■ **CONSIGNE**
Reformulez sous forme de liste le paragraphe de la page qui débute par « Entre 1978 et 1980 », en gardant ses faits essentiels.

■ **PAGE**
━━━

Photographe américain tombé amoureux de la France lors de sa jeunesse, David Turnley est un photographe de rue comme de documentaire. Il raconte des histoires avec sa « petite boite noire » autour du cou, surnom qu’il donne à son appareil photo. Sa série « Anna and Flander » est exposée dans les rues de Baden en Autriche, à l’occasion du festival de photographie La Gacilly-Baden.
Entre 1978 et 1980, David Turnley a documenté pendant deux ans le quotidien d’un couple de fermier, Anna et Flander Hamlin. La ferme, située près de Detroit dans le Michigan, a été un lieu unique à photographier. On y découvre la vie d’un couple qui s’aime depuis plus de 50 ans dans la complicité et l’harmonie. Le temps a passé et les a emportés depuis, mais cette série figée dans le temps reste toujours très forte. Lors du festival de photographie de Baden, en août dernier, notre correspondante Laurine Varnier s’est entretenue avec David Turnley.

━━━

■ **DONNÉES ENREGISTRÉES**
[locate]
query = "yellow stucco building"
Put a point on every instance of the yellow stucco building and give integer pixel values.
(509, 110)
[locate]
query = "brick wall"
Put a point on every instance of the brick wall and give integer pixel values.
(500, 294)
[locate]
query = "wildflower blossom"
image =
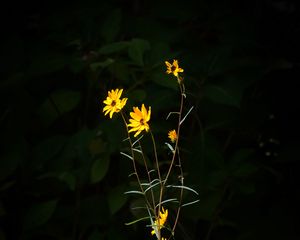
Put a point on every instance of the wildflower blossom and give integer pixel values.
(173, 68)
(113, 102)
(139, 120)
(172, 135)
(160, 221)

━━━

■ **RÉPONSE ATTENDUE**
- De 1978 à 1980, David Turnley a documenté pendant deux ans le quotidien d'Anna et Flander Hamlin, un couple de fermiers.
- Leur ferme, située près de Detroit dans le Michigan, a été un lieu unique à photographier.
- La série montre un couple qui s'aime depuis plus de 50 ans, dans la complicité et l'harmonie.
- Le temps les a emportés depuis, mais cette série reste très forte.
- En août dernier, au festival de photographie de Baden, notre correspondante Laurine Varnier s'est entretenue avec David Turnley.